[Pointing entries for named objects]
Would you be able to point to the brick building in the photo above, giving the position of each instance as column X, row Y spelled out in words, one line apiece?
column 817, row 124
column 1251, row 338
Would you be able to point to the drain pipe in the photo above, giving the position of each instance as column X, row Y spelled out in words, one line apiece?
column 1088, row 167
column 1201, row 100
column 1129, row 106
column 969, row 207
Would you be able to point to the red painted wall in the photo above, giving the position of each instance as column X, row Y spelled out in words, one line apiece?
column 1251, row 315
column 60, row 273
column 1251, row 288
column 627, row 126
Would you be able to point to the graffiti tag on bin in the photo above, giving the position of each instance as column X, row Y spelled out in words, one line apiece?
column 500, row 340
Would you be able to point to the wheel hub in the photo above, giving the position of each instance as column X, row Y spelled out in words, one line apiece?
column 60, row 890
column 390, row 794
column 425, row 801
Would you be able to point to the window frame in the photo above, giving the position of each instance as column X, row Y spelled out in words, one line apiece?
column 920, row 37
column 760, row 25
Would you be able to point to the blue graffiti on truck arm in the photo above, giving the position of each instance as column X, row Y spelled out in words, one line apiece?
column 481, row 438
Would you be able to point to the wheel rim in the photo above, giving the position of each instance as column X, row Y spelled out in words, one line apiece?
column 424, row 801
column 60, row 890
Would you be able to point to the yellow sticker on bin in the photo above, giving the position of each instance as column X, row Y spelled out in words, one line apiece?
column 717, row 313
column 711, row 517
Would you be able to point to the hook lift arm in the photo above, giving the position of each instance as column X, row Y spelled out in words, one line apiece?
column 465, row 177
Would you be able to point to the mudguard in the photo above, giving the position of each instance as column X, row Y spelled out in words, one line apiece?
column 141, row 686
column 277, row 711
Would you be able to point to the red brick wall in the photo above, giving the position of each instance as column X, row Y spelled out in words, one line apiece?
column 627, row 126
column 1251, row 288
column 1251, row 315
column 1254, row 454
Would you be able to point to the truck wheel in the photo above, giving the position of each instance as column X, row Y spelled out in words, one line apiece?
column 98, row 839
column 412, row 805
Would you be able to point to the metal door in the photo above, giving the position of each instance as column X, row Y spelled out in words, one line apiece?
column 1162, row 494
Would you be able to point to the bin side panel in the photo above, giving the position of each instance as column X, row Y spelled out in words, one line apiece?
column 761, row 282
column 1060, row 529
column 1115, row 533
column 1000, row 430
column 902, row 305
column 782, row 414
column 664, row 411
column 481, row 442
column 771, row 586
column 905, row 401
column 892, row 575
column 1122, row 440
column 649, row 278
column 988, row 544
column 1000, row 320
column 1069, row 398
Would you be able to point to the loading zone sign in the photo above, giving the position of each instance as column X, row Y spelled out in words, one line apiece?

Direction » Rewrite the records as a Markdown table with the columns n and Line, numbering each row and skipping blank lines. Begin at the start of the records and stop after the line that contains "column 1251, row 338".

Answer to this exercise »
| n | Line |
|---|---|
| 1 | Would you be able to point to the brick building in the photo above, giving the position of each instance as column X, row Y spelled out in words, one line apiece? |
| 2 | column 817, row 124 |
| 3 | column 1251, row 338 |